▸ **Available data**
## Begin

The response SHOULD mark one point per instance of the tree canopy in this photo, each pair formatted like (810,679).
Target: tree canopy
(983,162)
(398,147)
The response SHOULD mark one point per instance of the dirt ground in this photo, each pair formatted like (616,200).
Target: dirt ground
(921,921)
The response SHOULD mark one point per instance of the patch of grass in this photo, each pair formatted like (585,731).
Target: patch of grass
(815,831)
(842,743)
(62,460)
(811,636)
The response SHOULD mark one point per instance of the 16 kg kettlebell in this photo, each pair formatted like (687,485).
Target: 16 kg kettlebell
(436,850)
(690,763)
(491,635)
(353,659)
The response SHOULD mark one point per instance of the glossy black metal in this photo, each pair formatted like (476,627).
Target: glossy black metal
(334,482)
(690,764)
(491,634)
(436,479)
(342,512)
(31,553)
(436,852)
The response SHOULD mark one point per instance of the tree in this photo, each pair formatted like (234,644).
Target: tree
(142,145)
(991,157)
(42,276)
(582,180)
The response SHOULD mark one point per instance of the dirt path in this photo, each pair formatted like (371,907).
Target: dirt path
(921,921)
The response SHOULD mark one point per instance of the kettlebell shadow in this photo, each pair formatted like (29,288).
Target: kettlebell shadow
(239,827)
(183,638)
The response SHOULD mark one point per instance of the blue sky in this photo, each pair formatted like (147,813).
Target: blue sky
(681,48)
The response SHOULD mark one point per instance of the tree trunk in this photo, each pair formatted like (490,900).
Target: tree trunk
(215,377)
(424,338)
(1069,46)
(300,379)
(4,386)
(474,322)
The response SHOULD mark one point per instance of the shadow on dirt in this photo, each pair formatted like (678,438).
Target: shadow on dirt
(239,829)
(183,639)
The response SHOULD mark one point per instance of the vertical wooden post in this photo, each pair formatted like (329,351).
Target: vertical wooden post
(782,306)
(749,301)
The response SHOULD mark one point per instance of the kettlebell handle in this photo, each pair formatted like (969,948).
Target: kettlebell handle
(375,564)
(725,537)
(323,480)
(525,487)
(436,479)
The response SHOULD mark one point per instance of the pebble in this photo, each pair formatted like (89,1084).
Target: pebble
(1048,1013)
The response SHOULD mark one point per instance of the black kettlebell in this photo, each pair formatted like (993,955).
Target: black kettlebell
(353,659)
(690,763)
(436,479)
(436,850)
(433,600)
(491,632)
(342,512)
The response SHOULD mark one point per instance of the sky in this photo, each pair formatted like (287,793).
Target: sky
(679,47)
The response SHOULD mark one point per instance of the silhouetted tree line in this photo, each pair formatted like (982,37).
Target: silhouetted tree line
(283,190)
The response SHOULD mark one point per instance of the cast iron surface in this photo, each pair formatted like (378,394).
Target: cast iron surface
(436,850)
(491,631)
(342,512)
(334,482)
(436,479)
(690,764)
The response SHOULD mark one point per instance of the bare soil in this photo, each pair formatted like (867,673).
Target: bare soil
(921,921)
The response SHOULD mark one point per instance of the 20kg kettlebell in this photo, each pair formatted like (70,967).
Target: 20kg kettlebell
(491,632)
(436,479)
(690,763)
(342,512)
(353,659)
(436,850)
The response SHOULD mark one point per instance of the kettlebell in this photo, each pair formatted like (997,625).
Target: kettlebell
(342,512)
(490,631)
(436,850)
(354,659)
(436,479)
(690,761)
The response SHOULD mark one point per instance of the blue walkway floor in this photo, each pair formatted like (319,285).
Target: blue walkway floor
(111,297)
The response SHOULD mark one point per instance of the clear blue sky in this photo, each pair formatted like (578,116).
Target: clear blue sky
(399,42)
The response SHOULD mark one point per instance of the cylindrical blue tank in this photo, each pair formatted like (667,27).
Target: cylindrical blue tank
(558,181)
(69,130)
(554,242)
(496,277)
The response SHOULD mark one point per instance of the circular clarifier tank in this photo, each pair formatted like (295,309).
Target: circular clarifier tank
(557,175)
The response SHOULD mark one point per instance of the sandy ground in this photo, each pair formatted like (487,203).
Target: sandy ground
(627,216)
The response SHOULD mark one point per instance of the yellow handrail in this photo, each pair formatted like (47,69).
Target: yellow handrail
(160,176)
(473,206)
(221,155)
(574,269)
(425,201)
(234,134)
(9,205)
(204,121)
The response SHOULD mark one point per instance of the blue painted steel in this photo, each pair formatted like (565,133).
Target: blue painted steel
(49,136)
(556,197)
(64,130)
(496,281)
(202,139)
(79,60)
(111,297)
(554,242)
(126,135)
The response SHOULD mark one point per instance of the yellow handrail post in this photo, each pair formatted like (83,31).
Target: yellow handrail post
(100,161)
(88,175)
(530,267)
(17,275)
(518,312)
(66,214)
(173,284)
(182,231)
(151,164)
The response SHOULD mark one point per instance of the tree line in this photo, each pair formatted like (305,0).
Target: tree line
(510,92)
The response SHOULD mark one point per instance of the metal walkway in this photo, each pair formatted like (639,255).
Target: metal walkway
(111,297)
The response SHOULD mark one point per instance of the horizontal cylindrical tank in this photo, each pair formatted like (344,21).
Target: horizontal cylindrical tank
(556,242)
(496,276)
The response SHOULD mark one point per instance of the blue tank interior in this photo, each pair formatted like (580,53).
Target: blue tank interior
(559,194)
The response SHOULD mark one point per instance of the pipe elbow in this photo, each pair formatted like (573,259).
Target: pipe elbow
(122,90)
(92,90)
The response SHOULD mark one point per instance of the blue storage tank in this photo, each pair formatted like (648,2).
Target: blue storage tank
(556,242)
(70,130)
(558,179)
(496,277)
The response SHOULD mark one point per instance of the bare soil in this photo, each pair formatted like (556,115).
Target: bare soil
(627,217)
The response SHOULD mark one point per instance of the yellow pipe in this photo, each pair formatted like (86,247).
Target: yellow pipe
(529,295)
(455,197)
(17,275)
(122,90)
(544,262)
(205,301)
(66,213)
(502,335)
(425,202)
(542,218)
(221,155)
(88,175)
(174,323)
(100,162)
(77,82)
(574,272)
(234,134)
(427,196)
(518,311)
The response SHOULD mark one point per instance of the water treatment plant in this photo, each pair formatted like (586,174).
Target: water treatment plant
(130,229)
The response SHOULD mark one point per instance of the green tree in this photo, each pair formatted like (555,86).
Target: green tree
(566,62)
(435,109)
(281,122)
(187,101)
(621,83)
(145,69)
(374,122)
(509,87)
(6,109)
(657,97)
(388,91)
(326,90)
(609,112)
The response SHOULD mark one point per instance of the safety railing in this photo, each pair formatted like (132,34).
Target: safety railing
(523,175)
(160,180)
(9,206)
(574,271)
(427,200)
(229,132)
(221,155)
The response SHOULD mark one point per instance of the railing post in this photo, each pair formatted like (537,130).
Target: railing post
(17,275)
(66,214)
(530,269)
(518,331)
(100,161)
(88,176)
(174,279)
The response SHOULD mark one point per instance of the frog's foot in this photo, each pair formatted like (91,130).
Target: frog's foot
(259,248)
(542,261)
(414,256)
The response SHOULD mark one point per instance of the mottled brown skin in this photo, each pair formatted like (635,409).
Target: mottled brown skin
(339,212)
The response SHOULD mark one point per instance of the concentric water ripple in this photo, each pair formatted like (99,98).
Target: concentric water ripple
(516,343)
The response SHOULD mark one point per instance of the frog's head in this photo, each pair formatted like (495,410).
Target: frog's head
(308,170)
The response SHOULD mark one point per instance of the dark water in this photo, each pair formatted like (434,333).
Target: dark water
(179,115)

## End

▸ **What the exercise asks**
Copy all of the data above line for line, keeping every character unchanged.

▸ **Solved problem**
The response SHOULD mark one point per instance of the tree canopy in this photo, each pair formatted like (810,679).
Target: tree canopy
(983,162)
(398,147)
The response SHOULD mark one point per instance of the dirt ground in this photo, each pair formatted like (616,200).
Target: dirt ground
(921,921)
The response SHOULD mark one point per instance of the patch of grass in this photo, each pair formatted like (585,731).
Target: patch of grass
(815,831)
(842,743)
(62,460)
(811,636)
The response SHOULD mark one point per instance of the 16 kg kettlebell in this photo, each pair formatted like (687,485).
Target: 16 kg kettlebell
(436,850)
(690,763)
(491,635)
(353,659)
The response SHOULD mark one point per instance of the glossy black metal in this photo, each pair formatted like (476,627).
Target: glossy black metal
(334,482)
(690,764)
(491,634)
(436,479)
(342,512)
(31,553)
(436,852)
The response SHOULD mark one point per instance of the tree in this photo, each pair formatted like (234,644).
Target: tree
(142,145)
(991,157)
(42,276)
(582,180)
The response SHOULD mark one point per instance of the dirt path in this photo, each pair formatted like (371,907).
Target: dirt path
(921,921)
The response SHOULD mark one point per instance of the kettlebell shadow in this photo, each pair formatted like (29,288).
Target: kettlebell shadow
(239,827)
(183,638)
The response SHOULD mark one point per instance of the blue sky in this photo, each pair formatted like (147,813).
Target: blue sky
(681,48)
The response SHOULD mark one point per instance of the tree trunk in this photo, each pair formatted like (490,900).
Target: tree trunk
(215,377)
(424,338)
(1069,46)
(300,379)
(4,386)
(474,322)
The response SHOULD mark one point per instance of the shadow on dirt in this photo, each pair formatted like (678,438).
Target: shadow on dirt
(239,829)
(183,639)
The response SHOULD mark one point per instance of the vertical wooden post in this photo, each pair formatted like (329,351).
Target: vertical wooden post
(782,306)
(749,301)
The response SHOULD mark one point per instance of the kettlebell handle in this photo, each pair formatted like (969,948).
Target: kettlebell handle
(375,564)
(725,537)
(323,480)
(525,487)
(436,479)
The response SHOULD mark one point per instance of the pebble in this photo, each pair formatted like (89,1084).
Target: pebble
(1048,1013)
The response SHOULD mark one point per instance of the black kettlebell in this photo, each pair formatted like (993,955).
Target: black kettlebell
(353,659)
(690,763)
(436,479)
(436,850)
(433,600)
(491,632)
(342,512)
The response SHOULD mark one point per instance of the sky in this photo, each pair formatted like (287,793).
Target: sky
(679,47)
The response SHOULD mark one point per instance of the silhouetted tree line in this photo, each pair formatted like (982,37).
Target: silhouetted tree line
(283,190)
The response SHOULD mark one point per instance of the cast iron surface in this photo, each pair formatted like (378,394).
Target: cast iron surface
(436,850)
(491,631)
(342,512)
(334,482)
(436,479)
(690,764)
The response SHOULD mark one point per instance of the bare soil in this photo, each pair formatted like (867,673).
Target: bare soil
(921,921)
The response SHOULD mark one point per instance of the 20kg kettlebell in this photo, each pair formatted like (70,967).
Target: 20kg kettlebell
(491,632)
(436,479)
(690,763)
(342,512)
(353,659)
(436,850)
The response SHOULD mark one point per instance of the kettlebell in this photo, each pair formatted like (997,625).
Target: kettlebell
(342,512)
(490,631)
(436,850)
(354,659)
(436,479)
(690,761)
The response SHOULD mark one point per instance of the blue walkway floor in this photo, each pair formatted like (319,285).
Target: blue walkway floor
(111,297)
The response SHOULD mark one point per instance of the clear blue sky in this photo, each pair formatted like (578,116).
Target: clear blue sky
(399,42)
The response SHOULD mark one point per instance of the cylindrical blue tank in this photo, each pair formatted like (667,27).
Target: cylindrical blue tank
(558,181)
(69,130)
(554,242)
(496,277)
The response SHOULD mark one point per instance of the circular clarifier tank in this photo, each pair formatted like (295,309).
Target: circular clarifier tank
(557,175)
The response SHOULD mark one point per instance of the sandy ground in this photo, each pair formatted like (487,203).
Target: sandy ground
(627,216)
The response SHOULD mark one point per instance of the yellow handrail in this photo, each pair formatted like (47,69).
Target: yellow handrail
(160,176)
(473,206)
(221,155)
(574,269)
(425,201)
(234,134)
(9,205)
(204,121)
The response SHOULD mark one point per instance of the blue painted steel in this photo, each pair formatted like (565,133).
Target: blue painted steel
(49,136)
(556,197)
(64,130)
(496,281)
(202,139)
(79,60)
(111,297)
(554,242)
(126,135)
The response SHOULD mark one point per instance of the yellow handrail post in this photo, each pair formatted like (83,31).
Target: yellow handrail post
(100,161)
(88,175)
(530,267)
(17,275)
(518,312)
(66,214)
(173,284)
(182,231)
(151,164)
The response SHOULD mark one point per instance of the tree line in this photo, each pair formatted like (305,0).
Target: tree line
(510,92)
The response SHOULD mark one point per instance of the metal walkway in this photo, each pair formatted like (639,255).
Target: metal walkway
(111,297)
The response SHOULD mark one point per instance of the horizontal cylindrical tank in this photo, each pair formatted like (344,21).
Target: horizontal cylindrical tank
(556,242)
(496,276)
The response SHOULD mark one point per instance of the blue tank interior in this photo, each pair formatted like (580,53).
Target: blue tank interior
(559,194)
The response SHOULD mark one point per instance of the pipe elbow in this photo, each pair formatted like (573,259).
Target: pipe elbow
(122,90)
(92,90)
The response SHOULD mark one point per instance of the blue storage tank in this photo, each pair formatted like (648,2).
Target: blue storage tank
(556,242)
(70,130)
(558,179)
(496,277)
The response SHOULD mark one point per instance of the bare soil in this photo, each pair formatted like (556,115).
Target: bare soil
(627,217)
The response SHOULD mark one point per instance of the yellow pipe in this photo, each pair formatted like (86,247).
Target: yellow pipe
(529,295)
(455,197)
(17,275)
(122,90)
(544,262)
(205,301)
(66,213)
(502,335)
(425,202)
(542,218)
(221,155)
(88,175)
(174,323)
(100,162)
(77,82)
(574,272)
(234,134)
(427,196)
(518,311)
The response SHOULD mark one point per instance of the water treatment plant in this photo, each pair formatted like (586,174).
Target: water treatment plant
(130,229)
The response SHOULD mark one point per instance of the green tree in this photo, each pair formatted like (555,86).
Target: green tree
(566,62)
(435,109)
(281,122)
(187,101)
(621,83)
(145,69)
(374,122)
(509,87)
(6,109)
(657,97)
(388,91)
(326,90)
(609,112)
The response SHOULD mark one point per instance of the safety railing in this photo, each pair formatted like (132,34).
Target: safety railing
(523,175)
(160,180)
(9,206)
(574,271)
(427,200)
(229,132)
(221,155)
The response SHOULD mark one point per instance of the railing post in this photo, each pair formatted like (537,130).
Target: railing post
(17,275)
(66,214)
(530,269)
(518,331)
(100,161)
(88,176)
(174,279)
The response SHOULD mark one point per instance of the frog's foot in this photo, each pair formatted like (91,130).
Target: frog's foot
(259,248)
(542,261)
(414,256)
The response SHOULD mark one point per instance of the mottled brown skin in this photo, each pair formatted like (635,409).
Target: mottled brown skin
(339,212)
The response SHOULD mark one point per instance of the concentric water ripple in this photo, each pair formatted like (99,98).
Target: concentric water ripple
(516,343)
The response SHOULD mark one point per instance of the frog's head in this photo, each pair formatted like (495,410).
Target: frog's head
(308,170)
The response SHOULD mark one point per instance of the dark water in this photo, each pair formatted like (434,333).
Target: dark water
(179,115)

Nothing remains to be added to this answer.